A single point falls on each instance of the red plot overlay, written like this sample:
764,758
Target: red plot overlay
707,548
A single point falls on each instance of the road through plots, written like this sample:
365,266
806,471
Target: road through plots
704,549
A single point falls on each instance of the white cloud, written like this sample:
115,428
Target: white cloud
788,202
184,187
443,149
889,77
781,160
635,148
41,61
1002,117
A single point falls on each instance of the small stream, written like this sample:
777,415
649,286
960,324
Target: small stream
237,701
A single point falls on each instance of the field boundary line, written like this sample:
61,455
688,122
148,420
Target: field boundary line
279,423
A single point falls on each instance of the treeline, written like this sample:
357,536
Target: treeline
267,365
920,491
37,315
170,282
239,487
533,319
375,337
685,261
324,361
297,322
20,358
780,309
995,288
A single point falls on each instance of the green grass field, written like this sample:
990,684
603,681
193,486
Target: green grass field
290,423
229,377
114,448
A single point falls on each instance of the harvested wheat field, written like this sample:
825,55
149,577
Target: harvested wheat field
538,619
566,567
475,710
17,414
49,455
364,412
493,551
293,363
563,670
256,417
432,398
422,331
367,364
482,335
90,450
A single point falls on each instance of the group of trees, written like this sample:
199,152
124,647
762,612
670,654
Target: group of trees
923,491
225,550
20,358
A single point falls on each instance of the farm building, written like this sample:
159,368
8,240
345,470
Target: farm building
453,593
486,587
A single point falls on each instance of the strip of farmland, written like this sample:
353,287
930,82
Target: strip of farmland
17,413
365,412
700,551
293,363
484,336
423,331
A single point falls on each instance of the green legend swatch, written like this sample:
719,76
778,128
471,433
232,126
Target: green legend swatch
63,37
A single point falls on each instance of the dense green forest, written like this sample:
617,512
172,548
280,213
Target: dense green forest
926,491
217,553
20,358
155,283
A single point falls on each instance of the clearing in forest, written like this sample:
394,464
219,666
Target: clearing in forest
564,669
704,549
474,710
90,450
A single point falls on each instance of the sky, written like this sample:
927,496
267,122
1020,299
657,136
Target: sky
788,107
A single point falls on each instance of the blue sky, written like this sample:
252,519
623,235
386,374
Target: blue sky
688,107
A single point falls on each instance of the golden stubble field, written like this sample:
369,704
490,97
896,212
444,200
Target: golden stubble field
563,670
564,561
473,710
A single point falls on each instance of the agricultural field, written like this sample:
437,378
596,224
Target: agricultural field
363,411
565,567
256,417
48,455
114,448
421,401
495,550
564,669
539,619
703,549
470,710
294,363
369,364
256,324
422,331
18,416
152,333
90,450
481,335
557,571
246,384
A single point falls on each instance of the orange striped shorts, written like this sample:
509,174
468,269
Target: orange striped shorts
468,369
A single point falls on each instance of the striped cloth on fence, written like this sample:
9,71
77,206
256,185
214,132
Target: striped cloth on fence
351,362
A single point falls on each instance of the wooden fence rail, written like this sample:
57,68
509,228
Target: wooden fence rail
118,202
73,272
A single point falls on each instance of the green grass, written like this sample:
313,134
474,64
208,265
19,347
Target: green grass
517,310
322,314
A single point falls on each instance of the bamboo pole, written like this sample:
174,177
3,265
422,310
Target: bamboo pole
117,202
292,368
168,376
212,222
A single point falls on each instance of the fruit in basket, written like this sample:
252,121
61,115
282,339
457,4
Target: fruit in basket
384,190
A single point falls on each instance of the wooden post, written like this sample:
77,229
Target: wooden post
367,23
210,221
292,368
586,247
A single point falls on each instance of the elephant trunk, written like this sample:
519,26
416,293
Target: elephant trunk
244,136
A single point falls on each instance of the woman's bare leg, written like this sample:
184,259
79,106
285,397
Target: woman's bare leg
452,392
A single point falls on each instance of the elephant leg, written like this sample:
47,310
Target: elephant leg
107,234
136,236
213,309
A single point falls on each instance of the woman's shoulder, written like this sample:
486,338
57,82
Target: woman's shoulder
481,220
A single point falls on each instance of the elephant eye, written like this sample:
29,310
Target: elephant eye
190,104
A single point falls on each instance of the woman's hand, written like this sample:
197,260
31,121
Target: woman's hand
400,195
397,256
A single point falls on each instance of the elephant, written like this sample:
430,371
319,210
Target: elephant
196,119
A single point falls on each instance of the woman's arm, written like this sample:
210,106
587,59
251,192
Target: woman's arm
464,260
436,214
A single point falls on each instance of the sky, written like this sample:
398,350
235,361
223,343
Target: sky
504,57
◆ ◆ ◆ ◆ ◆ ◆ ◆
To do:
When transcribing the data, keep every line exactly as it is.

Solution for this exercise:
A single point falls on each instance of the red plot overlay, written like this sample:
764,758
Target: red plot overlay
707,548
A single point falls on each instance of the road through plots, written like this sample:
365,266
806,471
Target: road through plots
704,549
A single point falls on each instance of the white cloud, written like this sample:
115,428
Target: white cloud
788,202
184,187
443,149
889,77
781,160
635,148
41,61
1002,117
A single point falls on each instance of the small stream, written like this sample:
777,415
649,286
960,324
Target: small stream
237,701
A single point falls on each instance of the field boundary line, written like this sample:
61,455
688,122
148,420
Target: field boundary line
279,423
A single point falls on each instance of the treeline, written like this sample:
357,536
Target: treeline
267,365
920,491
37,315
170,282
239,487
533,319
375,337
685,261
324,361
297,322
20,358
780,309
995,288
A single point falls on each instance of the green grass field, written like this sample:
990,684
603,681
193,486
Target: green grass field
290,423
229,377
114,448
A single point falls on each instance of the harvested wheat field, written like this sample:
825,55
149,577
Target: harvested wheat field
538,619
566,567
475,710
17,414
49,455
364,412
493,551
293,363
563,670
256,417
432,398
422,331
367,364
482,335
90,450
A single point falls on each instance of the group of trees, written like this sample:
199,152
124,647
762,612
670,654
Target: group of trees
923,491
225,550
20,358
A single point falls on each instance of the farm building, written like this sample:
159,368
8,240
345,470
Target: farm building
453,593
486,587
A single point falls on each instance of the strip of farmland, written like this sample:
353,287
930,82
Target: strip of farmland
17,413
365,412
700,551
293,363
484,336
423,331
A single point falls on each instance of the green legend swatch, written like this sample:
719,76
778,128
471,433
232,126
Target: green legend swatch
63,37
A single point falls on each instance of the dense green forest, written like this sample:
617,512
172,548
280,213
Target: dense green forest
926,491
217,553
20,358
155,283
A single point falls on each instance of the clearing in forest, written like this sample:
394,464
219,666
Target: clearing in forest
564,669
704,549
474,710
90,450
A single point falls on each instance of the sky, written like this sample:
927,496
267,122
1020,299
657,136
Target: sky
788,107
A single point falls on each instance of the blue sky, written like this sample:
252,519
623,235
386,374
Target: blue sky
688,107
A single point falls on each instance of the golden stubble field, written like this sample:
369,704
490,97
896,212
444,200
Target: golden stubble field
563,670
564,561
473,710
A single point falls on each instance of the agricultural field, written like this sample:
437,378
596,224
Target: agricultural field
363,411
565,567
256,417
48,455
114,448
421,401
495,550
564,669
539,619
703,549
470,710
294,363
369,364
256,324
422,331
18,416
152,333
90,450
481,335
557,571
246,384
A single point falls on each instance of the orange striped shorts, written like this sample:
509,174
468,269
Target: orange striped shorts
468,369
A single point falls on each instance of the striped cloth on fence, written like this sample:
9,71
77,206
256,185
214,132
Target: striped cloth on fence
351,362
A single point falls on each instance of the wooden fence rail, written like this sample:
57,68
509,228
Target: wooden fence rail
118,202
73,272
A single point falls on each instance of the green grass, written like this sample:
313,134
474,64
208,265
19,347
Target: green grass
517,310
322,314
A single point falls on each instance of the bamboo pole, written like this sample:
174,177
3,265
422,310
Target: bamboo pole
117,202
292,368
168,376
212,222
A single point falls on each instance of the fruit in basket, written like this sample:
252,121
61,115
282,339
457,4
Target: fruit in basket
384,190
A single point falls on each instance of the wooden post, written like this sample:
77,229
Target: wooden post
367,23
210,221
292,368
586,247
A single point falls on each instance of the elephant trunk, written like this sample:
519,26
416,293
Target: elephant trunk
244,136
A single point falls on each instance of the woman's bare leg, written like this sample:
184,259
79,106
285,397
Target: woman's bare leg
452,392
A single point falls on each instance of the elephant leg, written like this sample:
47,310
Target: elephant leg
107,234
136,236
213,309
A single point falls on each instance of the woman's shoulder, written like this sample:
486,338
57,82
Target: woman's shoulder
481,220
A single point falls on each instance of the elephant eye, written like this sample:
29,310
Target: elephant eye
190,104
A single point falls on each instance of the woman's hand, written like this sample:
197,260
31,121
Target: woman's hand
400,195
397,256
A single point falls on each instance of the elephant, written like this sample:
430,371
319,210
Target: elephant
196,119
A single point falls on each instance of the woman's arm, written like this sample:
210,106
587,59
251,192
Target: woman's arm
464,260
436,214
A single point falls on each instance of the sky, written like this sample:
398,350
235,361
223,343
Target: sky
504,57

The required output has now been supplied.